RECORDS FOR THIS TASK section start

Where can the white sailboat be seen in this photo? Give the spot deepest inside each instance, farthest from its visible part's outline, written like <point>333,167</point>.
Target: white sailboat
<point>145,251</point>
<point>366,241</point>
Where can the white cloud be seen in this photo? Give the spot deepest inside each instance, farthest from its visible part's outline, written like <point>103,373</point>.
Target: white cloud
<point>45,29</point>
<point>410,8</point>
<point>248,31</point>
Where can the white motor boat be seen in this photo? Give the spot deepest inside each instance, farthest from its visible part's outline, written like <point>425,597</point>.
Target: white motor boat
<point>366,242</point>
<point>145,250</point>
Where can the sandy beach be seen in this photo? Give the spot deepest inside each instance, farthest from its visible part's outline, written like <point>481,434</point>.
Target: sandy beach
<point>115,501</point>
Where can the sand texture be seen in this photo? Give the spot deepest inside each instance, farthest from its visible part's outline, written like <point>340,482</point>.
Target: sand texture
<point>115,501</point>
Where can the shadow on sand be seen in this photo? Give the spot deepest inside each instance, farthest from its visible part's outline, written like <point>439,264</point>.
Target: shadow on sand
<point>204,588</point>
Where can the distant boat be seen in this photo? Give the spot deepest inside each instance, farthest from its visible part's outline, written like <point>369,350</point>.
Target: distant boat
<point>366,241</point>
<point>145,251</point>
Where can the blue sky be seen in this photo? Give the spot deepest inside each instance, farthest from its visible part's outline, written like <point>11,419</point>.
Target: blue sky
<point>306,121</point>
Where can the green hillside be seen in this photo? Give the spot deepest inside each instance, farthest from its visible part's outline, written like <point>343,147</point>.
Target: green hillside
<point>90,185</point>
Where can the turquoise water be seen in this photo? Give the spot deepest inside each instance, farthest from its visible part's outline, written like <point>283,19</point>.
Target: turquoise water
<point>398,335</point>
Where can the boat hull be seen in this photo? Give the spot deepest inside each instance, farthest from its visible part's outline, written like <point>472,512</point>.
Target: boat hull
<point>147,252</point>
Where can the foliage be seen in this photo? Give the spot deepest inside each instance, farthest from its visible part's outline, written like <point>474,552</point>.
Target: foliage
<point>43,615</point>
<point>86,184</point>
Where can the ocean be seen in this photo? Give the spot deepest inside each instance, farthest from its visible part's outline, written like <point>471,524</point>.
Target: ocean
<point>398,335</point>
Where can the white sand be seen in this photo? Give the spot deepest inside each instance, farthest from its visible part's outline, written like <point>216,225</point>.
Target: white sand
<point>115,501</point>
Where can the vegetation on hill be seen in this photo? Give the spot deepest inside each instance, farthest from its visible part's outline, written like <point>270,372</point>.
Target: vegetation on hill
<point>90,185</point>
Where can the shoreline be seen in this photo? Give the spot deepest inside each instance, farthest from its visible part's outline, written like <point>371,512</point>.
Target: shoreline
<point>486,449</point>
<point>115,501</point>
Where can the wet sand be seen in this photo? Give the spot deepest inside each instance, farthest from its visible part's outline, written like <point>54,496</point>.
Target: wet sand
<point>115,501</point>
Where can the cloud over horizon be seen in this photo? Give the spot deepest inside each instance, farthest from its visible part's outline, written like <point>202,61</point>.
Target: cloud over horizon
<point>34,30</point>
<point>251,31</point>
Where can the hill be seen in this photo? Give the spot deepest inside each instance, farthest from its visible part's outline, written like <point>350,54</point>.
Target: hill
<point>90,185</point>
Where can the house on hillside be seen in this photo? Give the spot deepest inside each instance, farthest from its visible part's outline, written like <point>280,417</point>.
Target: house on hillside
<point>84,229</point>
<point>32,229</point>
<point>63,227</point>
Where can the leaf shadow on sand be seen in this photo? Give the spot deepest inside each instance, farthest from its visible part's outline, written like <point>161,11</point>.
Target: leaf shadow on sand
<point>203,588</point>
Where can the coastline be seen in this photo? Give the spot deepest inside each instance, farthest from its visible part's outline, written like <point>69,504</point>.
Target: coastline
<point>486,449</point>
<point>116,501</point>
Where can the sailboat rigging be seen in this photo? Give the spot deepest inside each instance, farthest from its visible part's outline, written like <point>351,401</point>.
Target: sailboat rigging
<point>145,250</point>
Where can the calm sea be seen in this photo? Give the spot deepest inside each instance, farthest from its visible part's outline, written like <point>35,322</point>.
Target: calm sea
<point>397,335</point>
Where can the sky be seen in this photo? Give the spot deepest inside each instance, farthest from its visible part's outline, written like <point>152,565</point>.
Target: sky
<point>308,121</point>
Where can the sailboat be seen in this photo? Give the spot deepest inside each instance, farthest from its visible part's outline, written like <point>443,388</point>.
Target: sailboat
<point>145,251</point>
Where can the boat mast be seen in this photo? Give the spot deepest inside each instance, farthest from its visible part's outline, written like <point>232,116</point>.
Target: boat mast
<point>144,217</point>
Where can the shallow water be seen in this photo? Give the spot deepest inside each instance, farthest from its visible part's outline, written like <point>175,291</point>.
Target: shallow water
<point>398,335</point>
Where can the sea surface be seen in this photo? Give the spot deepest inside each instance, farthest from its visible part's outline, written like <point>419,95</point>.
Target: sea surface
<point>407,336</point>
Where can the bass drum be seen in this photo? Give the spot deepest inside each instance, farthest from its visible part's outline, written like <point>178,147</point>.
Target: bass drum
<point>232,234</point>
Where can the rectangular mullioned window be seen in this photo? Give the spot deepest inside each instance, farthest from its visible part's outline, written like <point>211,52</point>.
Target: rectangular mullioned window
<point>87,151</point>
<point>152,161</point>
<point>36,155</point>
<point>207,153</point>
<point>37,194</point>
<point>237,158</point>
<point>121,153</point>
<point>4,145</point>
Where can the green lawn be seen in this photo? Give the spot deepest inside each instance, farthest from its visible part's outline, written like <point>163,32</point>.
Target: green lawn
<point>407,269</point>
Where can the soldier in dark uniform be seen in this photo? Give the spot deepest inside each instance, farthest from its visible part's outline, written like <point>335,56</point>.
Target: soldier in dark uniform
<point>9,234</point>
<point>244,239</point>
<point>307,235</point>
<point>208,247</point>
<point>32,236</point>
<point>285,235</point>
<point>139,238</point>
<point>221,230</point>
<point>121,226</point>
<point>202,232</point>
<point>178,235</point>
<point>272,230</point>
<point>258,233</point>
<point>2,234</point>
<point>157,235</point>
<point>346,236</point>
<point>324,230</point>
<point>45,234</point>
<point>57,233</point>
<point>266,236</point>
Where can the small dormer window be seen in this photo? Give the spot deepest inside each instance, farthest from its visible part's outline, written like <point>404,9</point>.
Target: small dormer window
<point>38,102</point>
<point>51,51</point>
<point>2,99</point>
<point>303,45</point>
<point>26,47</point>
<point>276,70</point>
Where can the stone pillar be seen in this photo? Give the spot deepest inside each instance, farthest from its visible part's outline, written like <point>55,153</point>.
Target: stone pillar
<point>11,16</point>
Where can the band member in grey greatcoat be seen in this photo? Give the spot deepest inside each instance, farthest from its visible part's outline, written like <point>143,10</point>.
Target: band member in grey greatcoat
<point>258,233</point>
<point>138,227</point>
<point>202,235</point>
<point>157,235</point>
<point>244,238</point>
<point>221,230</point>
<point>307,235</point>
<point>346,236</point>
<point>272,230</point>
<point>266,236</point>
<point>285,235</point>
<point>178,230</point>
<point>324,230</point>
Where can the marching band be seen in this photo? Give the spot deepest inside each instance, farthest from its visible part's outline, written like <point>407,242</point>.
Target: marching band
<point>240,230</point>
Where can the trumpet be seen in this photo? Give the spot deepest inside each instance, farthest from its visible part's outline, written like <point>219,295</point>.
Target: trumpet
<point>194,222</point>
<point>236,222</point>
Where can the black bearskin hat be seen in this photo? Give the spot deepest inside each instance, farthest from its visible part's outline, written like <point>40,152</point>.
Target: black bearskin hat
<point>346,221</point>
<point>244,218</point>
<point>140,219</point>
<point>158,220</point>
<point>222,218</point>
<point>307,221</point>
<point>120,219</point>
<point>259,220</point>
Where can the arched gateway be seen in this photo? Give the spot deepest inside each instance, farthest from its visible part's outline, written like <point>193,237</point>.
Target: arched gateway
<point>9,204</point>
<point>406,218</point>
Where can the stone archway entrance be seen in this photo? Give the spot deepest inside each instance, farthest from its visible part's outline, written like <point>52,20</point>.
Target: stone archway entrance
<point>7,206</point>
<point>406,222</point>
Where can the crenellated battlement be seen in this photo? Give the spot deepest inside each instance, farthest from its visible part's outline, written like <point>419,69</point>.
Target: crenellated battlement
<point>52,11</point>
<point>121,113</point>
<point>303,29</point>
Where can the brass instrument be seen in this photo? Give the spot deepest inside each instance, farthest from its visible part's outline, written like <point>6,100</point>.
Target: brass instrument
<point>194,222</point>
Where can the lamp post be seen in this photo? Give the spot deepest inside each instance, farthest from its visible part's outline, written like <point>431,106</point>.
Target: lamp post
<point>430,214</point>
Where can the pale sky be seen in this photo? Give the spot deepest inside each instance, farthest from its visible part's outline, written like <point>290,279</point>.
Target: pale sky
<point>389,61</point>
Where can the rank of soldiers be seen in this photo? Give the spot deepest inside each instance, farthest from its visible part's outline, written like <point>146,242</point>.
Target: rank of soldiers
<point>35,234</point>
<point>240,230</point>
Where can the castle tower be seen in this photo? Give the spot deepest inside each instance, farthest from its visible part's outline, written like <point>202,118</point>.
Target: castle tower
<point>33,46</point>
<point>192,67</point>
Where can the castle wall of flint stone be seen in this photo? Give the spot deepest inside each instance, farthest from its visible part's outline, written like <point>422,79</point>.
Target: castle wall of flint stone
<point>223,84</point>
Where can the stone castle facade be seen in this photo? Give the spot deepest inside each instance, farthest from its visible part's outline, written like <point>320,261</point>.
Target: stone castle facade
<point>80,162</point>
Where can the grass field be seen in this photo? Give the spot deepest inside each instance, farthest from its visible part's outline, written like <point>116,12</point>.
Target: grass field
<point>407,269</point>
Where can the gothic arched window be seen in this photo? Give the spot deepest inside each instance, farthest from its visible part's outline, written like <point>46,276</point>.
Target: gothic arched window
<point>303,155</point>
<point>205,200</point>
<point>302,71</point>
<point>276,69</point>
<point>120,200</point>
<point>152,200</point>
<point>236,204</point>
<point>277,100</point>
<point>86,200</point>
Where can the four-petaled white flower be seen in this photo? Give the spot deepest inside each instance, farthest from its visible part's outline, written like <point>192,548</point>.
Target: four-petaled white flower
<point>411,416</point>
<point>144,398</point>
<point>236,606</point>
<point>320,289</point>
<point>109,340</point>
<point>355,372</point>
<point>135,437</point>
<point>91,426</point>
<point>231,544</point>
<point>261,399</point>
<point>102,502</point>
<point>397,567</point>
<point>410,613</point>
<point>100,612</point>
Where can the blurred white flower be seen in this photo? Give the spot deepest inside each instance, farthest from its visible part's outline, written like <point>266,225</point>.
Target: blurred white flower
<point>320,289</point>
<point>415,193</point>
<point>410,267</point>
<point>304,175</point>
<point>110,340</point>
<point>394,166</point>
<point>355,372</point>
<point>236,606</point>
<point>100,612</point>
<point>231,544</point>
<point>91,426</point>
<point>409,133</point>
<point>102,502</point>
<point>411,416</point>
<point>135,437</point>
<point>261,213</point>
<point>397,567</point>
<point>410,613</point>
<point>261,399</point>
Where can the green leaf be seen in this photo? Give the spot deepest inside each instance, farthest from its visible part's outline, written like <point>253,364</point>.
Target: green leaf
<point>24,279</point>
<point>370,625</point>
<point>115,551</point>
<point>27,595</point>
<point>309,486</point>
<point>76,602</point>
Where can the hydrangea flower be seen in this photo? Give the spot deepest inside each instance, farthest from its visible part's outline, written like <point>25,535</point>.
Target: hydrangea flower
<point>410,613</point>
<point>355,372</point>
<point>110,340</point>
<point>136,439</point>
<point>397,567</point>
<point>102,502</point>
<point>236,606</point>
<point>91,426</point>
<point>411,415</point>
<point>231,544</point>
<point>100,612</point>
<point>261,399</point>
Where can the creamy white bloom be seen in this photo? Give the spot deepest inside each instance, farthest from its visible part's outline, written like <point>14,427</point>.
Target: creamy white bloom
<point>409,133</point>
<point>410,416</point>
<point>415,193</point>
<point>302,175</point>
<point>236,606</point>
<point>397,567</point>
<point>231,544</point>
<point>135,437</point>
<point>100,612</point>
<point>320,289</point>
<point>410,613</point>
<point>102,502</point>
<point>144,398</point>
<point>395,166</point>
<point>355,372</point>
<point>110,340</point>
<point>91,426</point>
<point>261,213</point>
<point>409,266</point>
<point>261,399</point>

RECORDS FOR THIS TASK section end

In the entries above, find the line holding "Where can the ocean" and the line holding "Where can the shoreline"; print both of them and every line between, exactly, and nothing else.

> ANSWER FOR THIS EXERCISE
Where can the ocean be seen in this photo? Give the spot deepest inside each instance, farthest from its visible part's outline, written like <point>471,524</point>.
Target: ocean
<point>398,335</point>
Where can the white sand be seen in this photo? Give the spot deepest inside each instance, farthest from its visible part's outline, written like <point>216,225</point>.
Target: white sand
<point>115,501</point>
Where can the vegetation on hill be seen in this photo? Give the spot deepest inside each instance, farthest from its visible part's outline, written like <point>270,372</point>.
Target: vegetation on hill
<point>90,185</point>
Where can the shoreline be seen in this photo? Give the spot deepest inside each instance, farthest from its visible part's outline, written like <point>371,512</point>.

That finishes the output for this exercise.